## WHAT YOU HAVE TO DO
Rewrite all the data below with every instance of "single marker" changed to "single dot" and nothing else altered. Omit the pictures from your answer.

--- begin DATA RECORDS ---

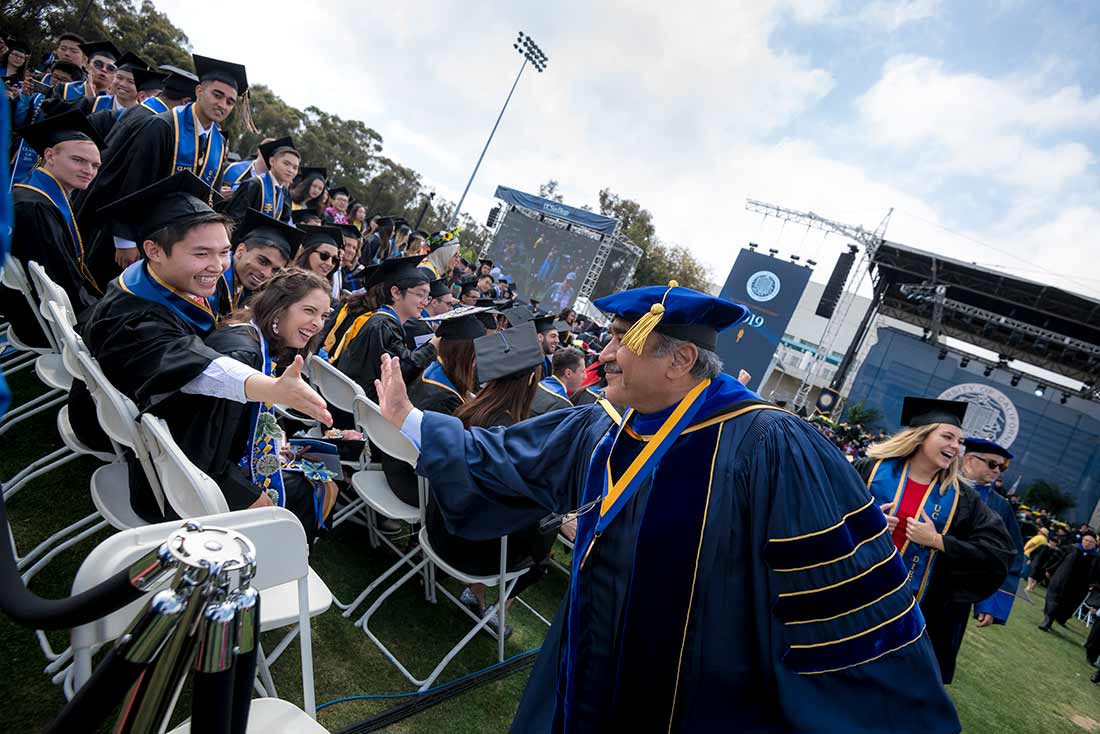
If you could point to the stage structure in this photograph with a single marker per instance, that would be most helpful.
(560, 255)
(1012, 317)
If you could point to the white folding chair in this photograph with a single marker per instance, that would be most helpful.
(286, 583)
(341, 391)
(14, 277)
(373, 491)
(393, 441)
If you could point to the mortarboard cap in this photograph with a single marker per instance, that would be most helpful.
(917, 412)
(672, 310)
(983, 446)
(149, 79)
(261, 229)
(100, 48)
(59, 129)
(507, 352)
(349, 230)
(178, 199)
(459, 324)
(130, 61)
(307, 173)
(179, 84)
(322, 234)
(212, 69)
(274, 146)
(439, 288)
(397, 271)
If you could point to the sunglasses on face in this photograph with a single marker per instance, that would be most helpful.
(992, 463)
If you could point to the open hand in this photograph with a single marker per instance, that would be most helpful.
(891, 518)
(393, 396)
(923, 532)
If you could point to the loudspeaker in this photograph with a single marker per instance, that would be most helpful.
(835, 286)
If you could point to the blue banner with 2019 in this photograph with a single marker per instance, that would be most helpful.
(590, 219)
(770, 288)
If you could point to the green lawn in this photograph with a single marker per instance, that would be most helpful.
(1010, 679)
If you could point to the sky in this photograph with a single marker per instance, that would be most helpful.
(977, 122)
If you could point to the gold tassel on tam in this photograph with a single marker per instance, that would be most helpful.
(636, 336)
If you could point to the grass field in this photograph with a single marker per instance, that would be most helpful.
(1010, 679)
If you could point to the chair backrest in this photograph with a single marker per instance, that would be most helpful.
(282, 556)
(14, 276)
(47, 288)
(391, 440)
(333, 385)
(118, 417)
(188, 490)
(68, 339)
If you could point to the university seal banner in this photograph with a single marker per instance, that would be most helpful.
(770, 288)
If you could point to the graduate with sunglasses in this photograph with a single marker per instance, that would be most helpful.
(713, 530)
(985, 462)
(186, 138)
(955, 548)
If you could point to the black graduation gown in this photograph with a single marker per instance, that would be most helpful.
(1070, 582)
(40, 234)
(382, 335)
(527, 548)
(215, 433)
(149, 353)
(426, 396)
(136, 157)
(546, 401)
(978, 552)
(250, 195)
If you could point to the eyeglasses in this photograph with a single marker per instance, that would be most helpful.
(992, 463)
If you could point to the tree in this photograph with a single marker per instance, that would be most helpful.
(864, 414)
(660, 262)
(1049, 496)
(549, 190)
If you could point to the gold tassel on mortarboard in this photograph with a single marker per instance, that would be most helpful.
(636, 336)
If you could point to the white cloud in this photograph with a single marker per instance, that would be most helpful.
(1010, 130)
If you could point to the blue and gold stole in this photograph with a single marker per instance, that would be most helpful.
(273, 196)
(187, 156)
(887, 483)
(47, 186)
(138, 280)
(433, 375)
(102, 102)
(155, 105)
(679, 459)
(264, 460)
(237, 173)
(73, 90)
(25, 156)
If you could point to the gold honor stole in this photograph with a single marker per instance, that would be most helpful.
(887, 483)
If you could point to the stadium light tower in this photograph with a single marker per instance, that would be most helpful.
(531, 55)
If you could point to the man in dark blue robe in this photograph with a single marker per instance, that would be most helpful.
(732, 572)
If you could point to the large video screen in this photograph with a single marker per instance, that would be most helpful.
(547, 261)
(613, 276)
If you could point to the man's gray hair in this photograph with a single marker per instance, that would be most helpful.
(707, 364)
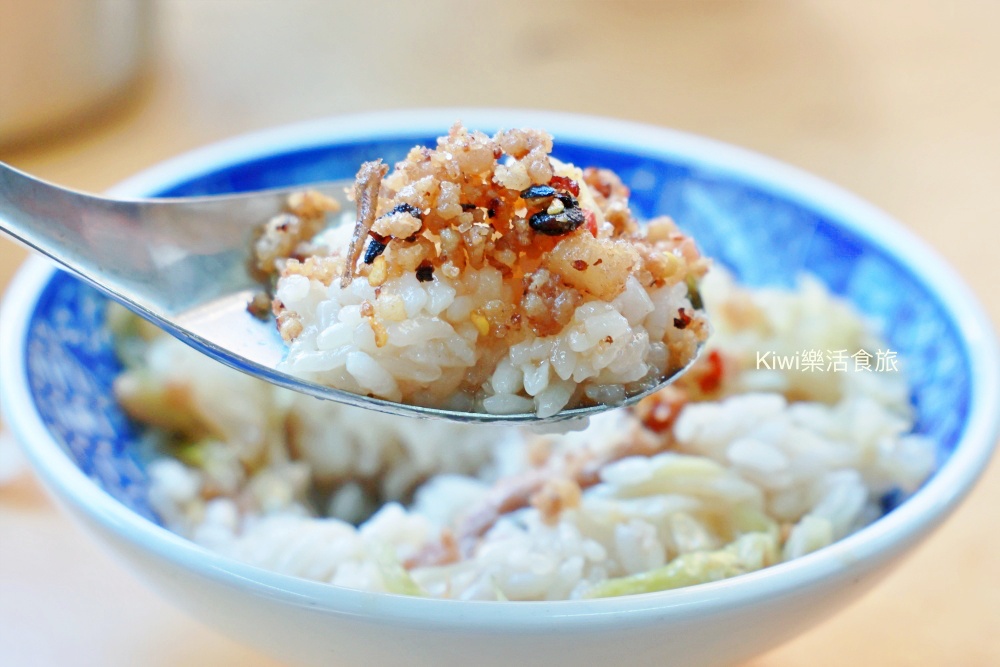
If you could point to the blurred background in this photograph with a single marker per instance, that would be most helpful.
(897, 101)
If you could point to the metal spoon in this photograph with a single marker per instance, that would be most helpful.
(183, 264)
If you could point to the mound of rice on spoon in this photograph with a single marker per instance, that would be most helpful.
(483, 275)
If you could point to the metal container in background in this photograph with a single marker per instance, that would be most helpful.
(63, 59)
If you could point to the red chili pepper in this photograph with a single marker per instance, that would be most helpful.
(567, 184)
(711, 380)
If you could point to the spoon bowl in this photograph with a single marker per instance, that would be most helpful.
(184, 264)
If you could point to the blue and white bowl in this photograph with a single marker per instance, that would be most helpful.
(765, 221)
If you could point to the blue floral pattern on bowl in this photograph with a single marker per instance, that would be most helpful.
(762, 237)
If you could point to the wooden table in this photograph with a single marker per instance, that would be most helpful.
(898, 101)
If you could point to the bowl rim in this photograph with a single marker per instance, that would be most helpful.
(874, 544)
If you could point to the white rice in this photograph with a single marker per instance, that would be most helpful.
(778, 464)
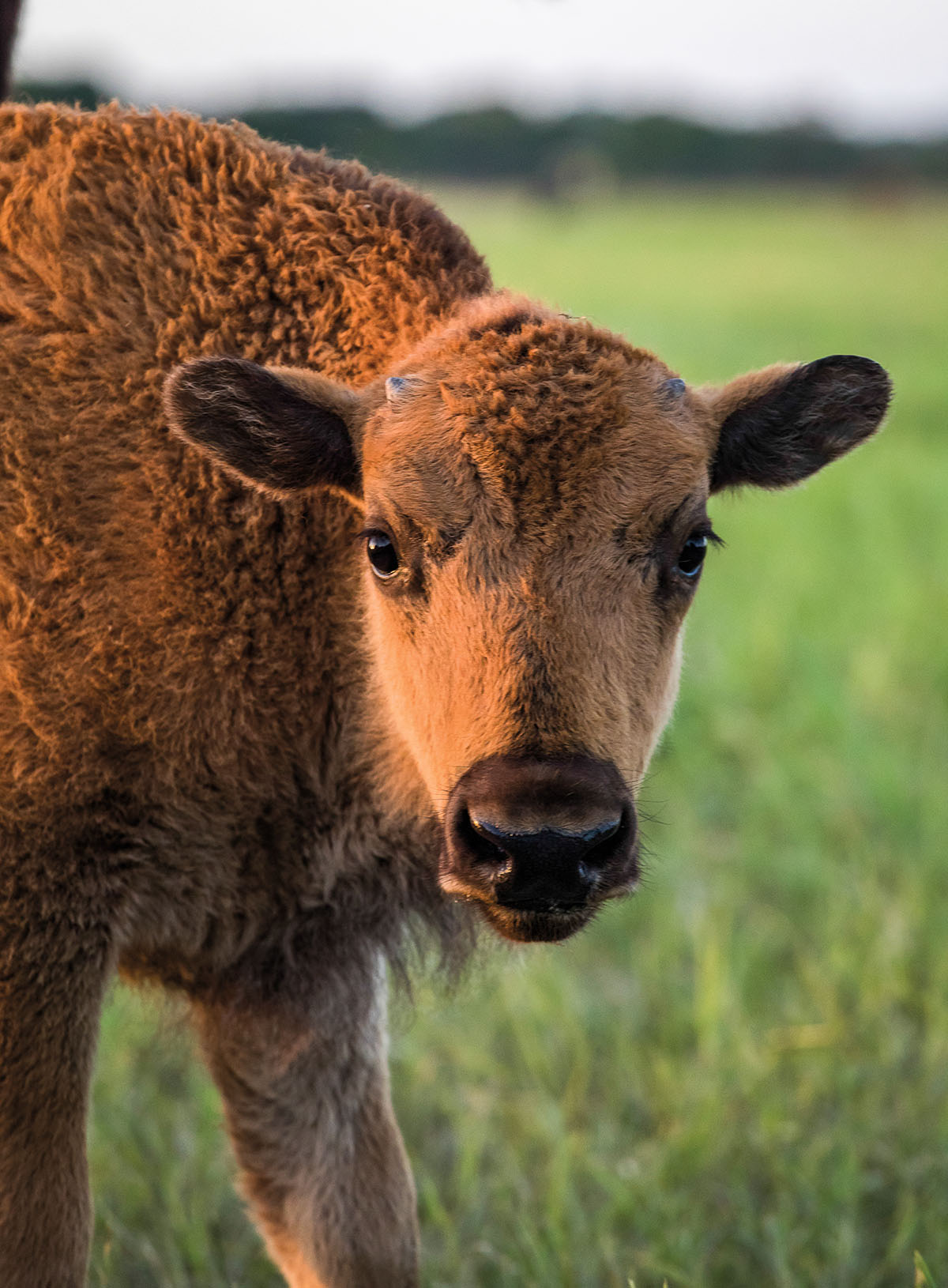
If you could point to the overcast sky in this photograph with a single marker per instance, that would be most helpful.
(867, 66)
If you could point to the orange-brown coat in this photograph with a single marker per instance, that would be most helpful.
(243, 748)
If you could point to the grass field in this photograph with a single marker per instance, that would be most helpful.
(741, 1075)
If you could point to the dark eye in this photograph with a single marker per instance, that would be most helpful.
(382, 555)
(692, 556)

--- end DATA RECORDS ---

## THE ANSWER
If you could point to the stage structure in this photograph with a single dot per instance, that would be most helpful.
(560, 255)
(1012, 317)
If you could point to the white folding chair in this photograph with a single dot per instance, that would be most helpful.
(286, 583)
(341, 391)
(14, 277)
(373, 491)
(393, 441)
If you could point to the mortarboard cap in this photograph with a single dot per instance, that would be most helpful.
(917, 412)
(672, 310)
(983, 446)
(149, 79)
(261, 229)
(100, 48)
(59, 129)
(507, 352)
(349, 230)
(178, 199)
(459, 324)
(130, 61)
(307, 173)
(179, 84)
(322, 234)
(212, 69)
(274, 146)
(439, 288)
(397, 271)
If you could point to the sunglasses on face in this photograph with a single dot per instance, that would be most helpful.
(992, 463)
If you could point to the open hand in this photograph with a single dot per instance, that would be most helpful.
(891, 518)
(393, 396)
(923, 532)
If you could point to the loudspeaker in this photograph with a single dot per instance, that would be most helpful.
(835, 286)
If you could point to the blue banner with 2019 in this photograph with a single dot per instance, that would be most helpful.
(590, 219)
(770, 288)
If you could point to the green lawn in this photograph with a single dot per instance, that would be most helpful.
(1010, 679)
If you could point to the sky in this photograph with a single dot per instance, that would be most helpful.
(977, 122)
If you could point to the gold tassel on tam in this photograph with a single dot per instance, that would be most helpful.
(636, 336)
If you could point to the grass field in this photograph with a single dot per instance, that would be most helpful.
(1010, 679)
If you could point to the chair backrest in this photograph with a single dot per instance, that would be most helpful.
(282, 556)
(14, 276)
(47, 288)
(391, 440)
(333, 385)
(118, 417)
(188, 490)
(68, 339)
If you could point to the university seal banner in this photograph with a single dot per instance, that would be most helpful.
(770, 288)
If you could point to the graduate with sunglasses in this photograph with a single dot per instance, that would be most helpful.
(713, 530)
(985, 462)
(186, 138)
(955, 548)
If you could point to the black graduation gown in this photograph with a single dot per instance, that would be most helpful.
(1070, 582)
(40, 234)
(382, 335)
(527, 548)
(215, 433)
(149, 353)
(426, 396)
(136, 157)
(546, 401)
(978, 552)
(250, 195)
If you could point to the eyeglasses in this photograph with a single dot per instance, that would be most helpful.
(992, 463)
If you could point to the tree in this photograph with a single dot per instance, that would be most helpful.
(864, 414)
(660, 262)
(1049, 496)
(549, 190)
If you could point to the gold tassel on mortarboard in this photograph with a single dot per instance, that would be most helpful.
(636, 336)
If you could point to the white cloud in this photograph with a single dot per instance, that would be most helpful.
(1010, 130)
If you could point to the blue and gold stole in this photograph with a single dot per instance, that would be most helpful.
(273, 196)
(187, 156)
(887, 483)
(47, 186)
(138, 280)
(433, 375)
(102, 102)
(155, 105)
(679, 459)
(264, 460)
(237, 173)
(73, 90)
(25, 156)
If you could point to the gold honor stole in this photograph with a single dot per instance, that would be most helpful.
(887, 483)
If you could point to the stadium light tower in this photograph with a single dot per instance, that would be most helpful.
(531, 55)
If you could point to the man in dark blue robe in this photograph with a single dot per instance, that would be most helpful.
(732, 572)
If you could point to the large video screen in this photograph with a single dot per instance, that would be most helpful.
(547, 261)
(613, 276)
If you could point to the man's gray hair in this photograph with a single dot per instance, that would be most helpful.
(707, 364)
If you could point to the blurred background in this photograph with a single dot per instance, that would be most helpful.
(897, 101)
If you could point to the metal spoon in this photograph with a single dot per instance, that would be most helpful.
(183, 264)
If you could point to the mound of rice on spoon in this photograph with a single dot per instance, that would be most helpful.
(483, 275)
If you could point to the metal container in background in this photograph with a single dot per instance, that would be most helpful.
(63, 59)
If you could point to the red chili pepper in this photograph with a single dot per instance, that would be most helpful.
(567, 184)
(711, 380)
If you could point to the spoon bowl in this photograph with a single dot per instance, that would be most helpful.
(184, 264)
If you could point to the blue and white bowl in this photograph with a single dot per instance, that would be most helpful.
(765, 221)
If you could point to the blue floral pattern on bowl in this photograph with a single dot per instance, that would be most helpful.
(762, 237)
If you could point to the wooden table in this photograph with a single dot per instance, that would be most helpful.
(898, 101)
If you could point to the bowl rim in this photograph with a single dot per instance, that would be most helpful.
(874, 544)
If you could point to the white rice in this photograph with a single dot per instance, that would be most helpful.
(778, 464)
If you could point to the overcast sky in this photograph with a single dot per instance, that would be most helpful.
(867, 66)
If you could point to the orange-brown coat in this photograph with a single dot per instance, that would be most helpful.
(243, 748)
If you could point to the grass field in this photograph with a single dot per instance, that would be most helpful.
(741, 1075)
If you could point to the dark eye in this photograph with a single dot per instance, that would be most helpful.
(382, 555)
(692, 556)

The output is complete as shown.